### What to do
Give back every line of the listing below unchanged and in the same order.

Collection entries
— Begin —

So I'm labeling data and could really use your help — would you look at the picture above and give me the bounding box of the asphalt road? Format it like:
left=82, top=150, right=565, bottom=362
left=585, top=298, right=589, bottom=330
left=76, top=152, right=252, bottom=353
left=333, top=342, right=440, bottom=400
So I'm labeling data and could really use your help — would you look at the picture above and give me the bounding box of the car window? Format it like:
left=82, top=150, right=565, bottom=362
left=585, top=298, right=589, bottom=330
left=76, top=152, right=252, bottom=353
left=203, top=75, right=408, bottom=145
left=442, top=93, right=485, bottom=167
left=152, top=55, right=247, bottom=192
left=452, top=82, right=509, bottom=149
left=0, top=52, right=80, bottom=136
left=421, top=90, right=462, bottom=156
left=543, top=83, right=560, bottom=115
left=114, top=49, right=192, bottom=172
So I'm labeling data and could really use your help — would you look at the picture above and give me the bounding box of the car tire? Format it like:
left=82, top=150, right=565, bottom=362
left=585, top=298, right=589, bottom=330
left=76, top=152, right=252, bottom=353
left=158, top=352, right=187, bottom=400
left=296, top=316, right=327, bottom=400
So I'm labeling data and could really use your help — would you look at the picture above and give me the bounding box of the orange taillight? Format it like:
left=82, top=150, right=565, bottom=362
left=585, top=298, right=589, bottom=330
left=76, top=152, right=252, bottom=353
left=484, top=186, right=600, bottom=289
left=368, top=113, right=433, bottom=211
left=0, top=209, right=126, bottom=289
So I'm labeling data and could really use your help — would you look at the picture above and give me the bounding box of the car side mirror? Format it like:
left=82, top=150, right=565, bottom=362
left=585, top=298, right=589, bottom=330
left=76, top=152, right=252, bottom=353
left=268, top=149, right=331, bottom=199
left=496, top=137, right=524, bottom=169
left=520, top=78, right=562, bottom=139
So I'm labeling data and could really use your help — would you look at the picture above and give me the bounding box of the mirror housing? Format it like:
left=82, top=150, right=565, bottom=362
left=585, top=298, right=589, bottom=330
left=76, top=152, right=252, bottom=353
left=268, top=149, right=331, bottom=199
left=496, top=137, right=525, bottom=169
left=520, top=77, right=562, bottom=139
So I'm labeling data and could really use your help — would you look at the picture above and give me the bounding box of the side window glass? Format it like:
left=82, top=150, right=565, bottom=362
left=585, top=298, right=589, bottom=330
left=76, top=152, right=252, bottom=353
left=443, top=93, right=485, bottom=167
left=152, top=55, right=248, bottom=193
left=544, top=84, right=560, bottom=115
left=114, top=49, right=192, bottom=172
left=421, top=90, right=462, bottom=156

— End —

### The answer
So I'm labeling data and could really use your help — would you look at the picture above and give me the bounding box of the asphalt road? Format it like:
left=82, top=150, right=565, bottom=362
left=585, top=298, right=589, bottom=330
left=76, top=152, right=252, bottom=353
left=333, top=342, right=440, bottom=400
So I'm labeling data and could really use your help — would you look at the picture above and give me the bounding box of the car window? Format it like:
left=82, top=150, right=565, bottom=362
left=585, top=298, right=589, bottom=330
left=76, top=152, right=252, bottom=353
left=203, top=75, right=408, bottom=145
left=442, top=93, right=485, bottom=167
left=152, top=55, right=247, bottom=192
left=452, top=82, right=509, bottom=149
left=0, top=52, right=80, bottom=136
left=421, top=90, right=462, bottom=156
left=543, top=83, right=560, bottom=115
left=114, top=49, right=192, bottom=172
So I'm labeling data and could really use your help — would you look at the picture above and give me the bounding box of the car tire? Format it like:
left=82, top=150, right=565, bottom=362
left=585, top=298, right=589, bottom=330
left=76, top=152, right=252, bottom=353
left=158, top=352, right=187, bottom=400
left=296, top=316, right=327, bottom=400
So I'm labeling data and could really use your help — would you look at the picture above and give me the bounding box of the orange taillight? Format it like:
left=82, top=150, right=565, bottom=362
left=585, top=298, right=589, bottom=330
left=76, top=152, right=252, bottom=353
left=484, top=186, right=600, bottom=289
left=368, top=113, right=433, bottom=211
left=0, top=209, right=126, bottom=289
So I'm labeling data and could really use your help — would you look at the picture above and give me the bounding box of the car side mirror? Format it like:
left=82, top=150, right=565, bottom=362
left=585, top=298, right=589, bottom=330
left=76, top=152, right=252, bottom=353
left=268, top=149, right=331, bottom=199
left=496, top=137, right=524, bottom=169
left=520, top=78, right=562, bottom=139
So I'm labeling data and could really use your help — would you look at the picture above and give me the bounding box of the mirror housing? Format it like:
left=82, top=150, right=565, bottom=362
left=585, top=298, right=589, bottom=330
left=76, top=152, right=252, bottom=353
left=268, top=149, right=331, bottom=199
left=496, top=137, right=525, bottom=169
left=520, top=77, right=562, bottom=139
So I'm labeling data and could really use your help — would you look at the picture above and give me the bounding box of the side window glass? Format it like:
left=82, top=150, right=565, bottom=362
left=585, top=298, right=589, bottom=330
left=76, top=152, right=252, bottom=353
left=443, top=93, right=485, bottom=167
left=152, top=55, right=248, bottom=193
left=544, top=84, right=560, bottom=115
left=114, top=49, right=192, bottom=172
left=421, top=90, right=462, bottom=156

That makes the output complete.